» TASK DESCRIPTION: Start at the line that contains "Practice step: label each instance of the blue balloon". Repeat it and each line after it, exactly, up to and including the final line of the data.

[Records from a data source]
● ● ● ●

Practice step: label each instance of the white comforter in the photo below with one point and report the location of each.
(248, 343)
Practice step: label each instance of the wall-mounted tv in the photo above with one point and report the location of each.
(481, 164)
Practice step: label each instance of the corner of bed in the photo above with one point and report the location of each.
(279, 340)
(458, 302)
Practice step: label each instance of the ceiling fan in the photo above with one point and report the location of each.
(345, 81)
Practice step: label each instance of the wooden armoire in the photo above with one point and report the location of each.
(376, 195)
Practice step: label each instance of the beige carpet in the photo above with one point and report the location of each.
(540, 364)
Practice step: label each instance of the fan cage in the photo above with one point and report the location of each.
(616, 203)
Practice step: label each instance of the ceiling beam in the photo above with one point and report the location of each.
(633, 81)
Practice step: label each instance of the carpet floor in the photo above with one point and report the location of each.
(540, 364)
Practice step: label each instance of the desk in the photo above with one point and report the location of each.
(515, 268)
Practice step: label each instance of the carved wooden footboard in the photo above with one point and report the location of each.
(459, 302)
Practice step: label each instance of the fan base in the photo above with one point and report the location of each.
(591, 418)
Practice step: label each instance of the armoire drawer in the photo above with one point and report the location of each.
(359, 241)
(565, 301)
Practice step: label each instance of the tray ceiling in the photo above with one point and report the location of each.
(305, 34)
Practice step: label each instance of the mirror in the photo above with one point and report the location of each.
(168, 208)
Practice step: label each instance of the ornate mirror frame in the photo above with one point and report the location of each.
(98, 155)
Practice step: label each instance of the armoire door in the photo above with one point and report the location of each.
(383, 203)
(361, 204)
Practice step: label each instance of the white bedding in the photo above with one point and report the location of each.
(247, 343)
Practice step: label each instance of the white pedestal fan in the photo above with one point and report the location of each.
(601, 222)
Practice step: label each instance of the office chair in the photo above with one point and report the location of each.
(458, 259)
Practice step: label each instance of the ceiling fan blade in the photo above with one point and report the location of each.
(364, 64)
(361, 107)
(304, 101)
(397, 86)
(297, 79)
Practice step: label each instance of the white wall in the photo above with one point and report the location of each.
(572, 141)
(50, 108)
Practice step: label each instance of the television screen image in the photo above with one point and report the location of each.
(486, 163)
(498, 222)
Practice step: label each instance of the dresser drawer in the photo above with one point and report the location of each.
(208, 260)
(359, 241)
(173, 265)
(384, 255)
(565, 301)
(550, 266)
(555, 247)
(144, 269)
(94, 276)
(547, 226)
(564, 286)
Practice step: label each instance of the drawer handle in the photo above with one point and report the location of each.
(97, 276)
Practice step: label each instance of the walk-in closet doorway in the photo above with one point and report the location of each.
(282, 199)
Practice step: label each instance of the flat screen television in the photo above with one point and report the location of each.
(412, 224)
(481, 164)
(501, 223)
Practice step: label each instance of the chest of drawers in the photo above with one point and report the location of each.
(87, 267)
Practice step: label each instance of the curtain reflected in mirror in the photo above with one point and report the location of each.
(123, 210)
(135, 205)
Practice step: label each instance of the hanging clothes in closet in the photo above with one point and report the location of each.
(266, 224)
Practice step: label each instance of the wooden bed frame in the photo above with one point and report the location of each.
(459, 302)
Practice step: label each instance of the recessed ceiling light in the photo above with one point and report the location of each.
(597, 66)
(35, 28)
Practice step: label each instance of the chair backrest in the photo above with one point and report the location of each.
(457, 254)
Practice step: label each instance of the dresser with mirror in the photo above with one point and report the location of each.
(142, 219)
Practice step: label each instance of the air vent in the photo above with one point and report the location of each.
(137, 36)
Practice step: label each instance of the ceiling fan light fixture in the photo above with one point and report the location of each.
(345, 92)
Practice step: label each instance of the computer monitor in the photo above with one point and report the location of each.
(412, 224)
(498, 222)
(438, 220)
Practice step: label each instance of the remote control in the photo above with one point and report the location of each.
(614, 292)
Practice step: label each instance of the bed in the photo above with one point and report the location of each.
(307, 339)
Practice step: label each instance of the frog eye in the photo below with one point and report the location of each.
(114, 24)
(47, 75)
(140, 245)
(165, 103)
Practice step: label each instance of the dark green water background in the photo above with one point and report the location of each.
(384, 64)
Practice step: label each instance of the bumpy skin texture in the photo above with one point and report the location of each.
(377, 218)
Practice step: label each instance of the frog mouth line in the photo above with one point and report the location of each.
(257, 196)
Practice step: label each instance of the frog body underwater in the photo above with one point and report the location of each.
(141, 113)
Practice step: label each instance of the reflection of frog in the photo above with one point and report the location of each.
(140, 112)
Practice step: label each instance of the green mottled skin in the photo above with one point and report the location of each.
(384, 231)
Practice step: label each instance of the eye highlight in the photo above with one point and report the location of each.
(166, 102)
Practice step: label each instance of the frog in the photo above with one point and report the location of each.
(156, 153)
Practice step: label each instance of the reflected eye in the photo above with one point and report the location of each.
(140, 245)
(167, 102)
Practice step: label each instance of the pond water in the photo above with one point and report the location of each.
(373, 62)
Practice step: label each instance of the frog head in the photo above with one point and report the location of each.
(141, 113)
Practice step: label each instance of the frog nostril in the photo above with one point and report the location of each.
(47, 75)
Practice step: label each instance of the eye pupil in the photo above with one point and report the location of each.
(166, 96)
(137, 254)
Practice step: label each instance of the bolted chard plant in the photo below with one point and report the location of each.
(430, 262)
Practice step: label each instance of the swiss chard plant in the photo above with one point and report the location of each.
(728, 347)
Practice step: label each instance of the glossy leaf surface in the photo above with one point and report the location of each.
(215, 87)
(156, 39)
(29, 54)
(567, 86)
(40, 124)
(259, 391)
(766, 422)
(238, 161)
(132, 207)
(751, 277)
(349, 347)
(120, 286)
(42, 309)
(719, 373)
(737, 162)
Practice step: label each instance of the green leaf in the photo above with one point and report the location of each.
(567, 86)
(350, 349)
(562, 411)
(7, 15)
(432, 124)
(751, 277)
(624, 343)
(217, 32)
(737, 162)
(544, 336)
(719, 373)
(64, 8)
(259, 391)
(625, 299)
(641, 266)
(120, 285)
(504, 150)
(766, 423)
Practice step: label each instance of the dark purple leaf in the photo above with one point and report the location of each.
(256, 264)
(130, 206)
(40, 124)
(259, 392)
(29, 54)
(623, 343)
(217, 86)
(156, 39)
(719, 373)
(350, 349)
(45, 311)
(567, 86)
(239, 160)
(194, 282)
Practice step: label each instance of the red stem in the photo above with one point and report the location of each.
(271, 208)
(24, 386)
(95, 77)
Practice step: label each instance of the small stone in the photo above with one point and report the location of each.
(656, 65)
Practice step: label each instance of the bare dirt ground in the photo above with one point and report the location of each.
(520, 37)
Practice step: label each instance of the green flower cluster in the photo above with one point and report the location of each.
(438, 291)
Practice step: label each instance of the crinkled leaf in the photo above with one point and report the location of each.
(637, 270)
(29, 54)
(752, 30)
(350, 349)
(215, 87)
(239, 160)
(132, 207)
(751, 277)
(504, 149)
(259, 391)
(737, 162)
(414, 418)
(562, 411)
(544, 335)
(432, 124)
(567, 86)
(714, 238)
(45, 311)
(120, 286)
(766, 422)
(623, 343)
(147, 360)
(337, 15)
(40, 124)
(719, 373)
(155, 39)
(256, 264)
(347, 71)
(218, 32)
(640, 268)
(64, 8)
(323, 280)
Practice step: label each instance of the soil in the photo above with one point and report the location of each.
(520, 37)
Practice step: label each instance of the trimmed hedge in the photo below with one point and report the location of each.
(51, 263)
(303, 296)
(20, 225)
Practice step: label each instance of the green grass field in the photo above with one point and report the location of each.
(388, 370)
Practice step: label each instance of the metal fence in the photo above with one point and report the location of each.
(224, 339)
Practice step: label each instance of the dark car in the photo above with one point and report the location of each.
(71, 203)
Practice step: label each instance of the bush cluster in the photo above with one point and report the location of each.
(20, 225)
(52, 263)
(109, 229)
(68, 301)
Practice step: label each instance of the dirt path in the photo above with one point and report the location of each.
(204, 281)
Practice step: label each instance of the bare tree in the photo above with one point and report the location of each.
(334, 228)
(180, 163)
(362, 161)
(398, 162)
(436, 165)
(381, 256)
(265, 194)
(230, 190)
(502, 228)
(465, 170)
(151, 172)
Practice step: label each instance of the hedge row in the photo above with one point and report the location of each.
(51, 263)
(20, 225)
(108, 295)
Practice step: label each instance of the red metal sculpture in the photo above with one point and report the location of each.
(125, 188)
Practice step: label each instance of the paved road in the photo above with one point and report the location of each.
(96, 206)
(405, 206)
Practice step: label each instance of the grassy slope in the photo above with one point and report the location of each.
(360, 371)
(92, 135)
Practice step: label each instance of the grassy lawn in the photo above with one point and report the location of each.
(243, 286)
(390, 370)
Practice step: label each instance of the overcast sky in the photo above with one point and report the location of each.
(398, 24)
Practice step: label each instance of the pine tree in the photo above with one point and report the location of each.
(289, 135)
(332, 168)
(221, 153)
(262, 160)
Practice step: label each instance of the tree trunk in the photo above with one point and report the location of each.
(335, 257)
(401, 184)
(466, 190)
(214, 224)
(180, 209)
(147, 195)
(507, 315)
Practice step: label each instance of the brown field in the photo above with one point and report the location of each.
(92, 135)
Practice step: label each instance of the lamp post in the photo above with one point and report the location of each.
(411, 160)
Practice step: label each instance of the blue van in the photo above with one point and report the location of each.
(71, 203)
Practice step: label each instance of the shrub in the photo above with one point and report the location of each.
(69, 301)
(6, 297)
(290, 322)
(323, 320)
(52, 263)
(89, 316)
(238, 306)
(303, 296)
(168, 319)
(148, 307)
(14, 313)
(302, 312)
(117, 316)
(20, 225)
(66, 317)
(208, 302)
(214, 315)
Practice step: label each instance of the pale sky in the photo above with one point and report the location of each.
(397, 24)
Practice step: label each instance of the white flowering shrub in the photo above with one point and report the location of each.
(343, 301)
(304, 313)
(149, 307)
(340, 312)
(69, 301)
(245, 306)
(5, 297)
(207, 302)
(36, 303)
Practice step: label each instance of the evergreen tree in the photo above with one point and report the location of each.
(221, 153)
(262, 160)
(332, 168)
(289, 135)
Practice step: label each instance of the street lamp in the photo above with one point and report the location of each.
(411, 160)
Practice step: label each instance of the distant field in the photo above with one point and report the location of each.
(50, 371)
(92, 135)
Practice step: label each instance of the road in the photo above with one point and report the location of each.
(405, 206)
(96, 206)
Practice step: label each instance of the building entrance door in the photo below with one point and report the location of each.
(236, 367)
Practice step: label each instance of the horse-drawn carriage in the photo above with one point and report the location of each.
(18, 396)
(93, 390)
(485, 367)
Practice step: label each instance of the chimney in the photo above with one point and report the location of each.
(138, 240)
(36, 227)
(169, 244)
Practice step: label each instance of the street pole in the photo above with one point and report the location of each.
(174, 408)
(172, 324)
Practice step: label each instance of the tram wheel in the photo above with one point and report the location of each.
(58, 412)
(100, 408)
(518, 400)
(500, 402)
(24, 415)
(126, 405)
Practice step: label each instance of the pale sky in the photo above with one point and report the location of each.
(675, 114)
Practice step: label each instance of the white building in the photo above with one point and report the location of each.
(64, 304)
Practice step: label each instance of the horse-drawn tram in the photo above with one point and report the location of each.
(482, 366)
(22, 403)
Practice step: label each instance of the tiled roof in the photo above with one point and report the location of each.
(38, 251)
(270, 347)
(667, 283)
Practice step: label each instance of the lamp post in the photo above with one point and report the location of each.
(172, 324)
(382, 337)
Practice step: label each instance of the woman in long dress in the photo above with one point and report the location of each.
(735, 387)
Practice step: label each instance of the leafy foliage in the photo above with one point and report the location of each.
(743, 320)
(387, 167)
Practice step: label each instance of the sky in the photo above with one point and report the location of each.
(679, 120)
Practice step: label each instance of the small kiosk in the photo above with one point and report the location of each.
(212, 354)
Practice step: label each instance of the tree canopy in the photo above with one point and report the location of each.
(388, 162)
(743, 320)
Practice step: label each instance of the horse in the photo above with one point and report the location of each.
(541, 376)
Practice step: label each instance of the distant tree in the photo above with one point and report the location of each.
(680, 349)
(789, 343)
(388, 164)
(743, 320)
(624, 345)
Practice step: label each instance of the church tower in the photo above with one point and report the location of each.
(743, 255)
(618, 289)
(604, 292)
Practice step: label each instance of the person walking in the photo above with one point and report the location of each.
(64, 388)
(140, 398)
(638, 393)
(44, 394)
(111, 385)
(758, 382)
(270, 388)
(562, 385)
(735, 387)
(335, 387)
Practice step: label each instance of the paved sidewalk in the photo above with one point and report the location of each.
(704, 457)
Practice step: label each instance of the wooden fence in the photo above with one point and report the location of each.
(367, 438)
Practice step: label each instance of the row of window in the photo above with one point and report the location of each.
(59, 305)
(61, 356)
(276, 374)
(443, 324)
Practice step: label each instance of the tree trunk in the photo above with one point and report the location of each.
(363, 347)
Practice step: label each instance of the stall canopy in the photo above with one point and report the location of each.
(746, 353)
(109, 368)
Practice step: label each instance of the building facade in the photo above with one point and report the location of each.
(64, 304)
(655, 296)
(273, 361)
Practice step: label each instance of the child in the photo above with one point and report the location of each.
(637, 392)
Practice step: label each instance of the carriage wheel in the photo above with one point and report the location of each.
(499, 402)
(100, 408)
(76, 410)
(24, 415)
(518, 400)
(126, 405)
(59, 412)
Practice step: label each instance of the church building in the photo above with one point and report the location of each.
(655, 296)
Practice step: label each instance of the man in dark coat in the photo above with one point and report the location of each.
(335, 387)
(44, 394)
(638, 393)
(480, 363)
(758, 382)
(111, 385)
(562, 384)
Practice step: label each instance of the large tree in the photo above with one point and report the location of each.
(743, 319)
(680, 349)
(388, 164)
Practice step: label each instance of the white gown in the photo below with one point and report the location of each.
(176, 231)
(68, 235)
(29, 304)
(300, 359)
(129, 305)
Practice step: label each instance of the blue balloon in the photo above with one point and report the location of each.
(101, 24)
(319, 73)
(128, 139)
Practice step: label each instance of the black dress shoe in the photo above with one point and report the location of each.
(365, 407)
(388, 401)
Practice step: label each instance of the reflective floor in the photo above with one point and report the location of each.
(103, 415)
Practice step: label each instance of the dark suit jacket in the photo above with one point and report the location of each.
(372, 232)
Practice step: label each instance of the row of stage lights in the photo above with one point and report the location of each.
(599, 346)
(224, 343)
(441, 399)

● ● ● ●

» SOLUTION FOR THIS TASK:
Practice step: label each instance of the blue balloon in the photo above with one point and report the location of each.
(101, 24)
(319, 73)
(128, 139)
Practice step: label each instance of the black dress shoe in the photo above with one point and report the location of each.
(365, 407)
(388, 401)
Practice step: label each instance of the reflective floor in the photo above with one point and report the location of each.
(103, 415)
Practice step: label each instance of the dark suit jacket in the photo above with one point and report the location of each.
(372, 232)
Practice step: label each instance of the row of stage lights in the photo above with one point and report the location of each.
(599, 346)
(224, 343)
(441, 399)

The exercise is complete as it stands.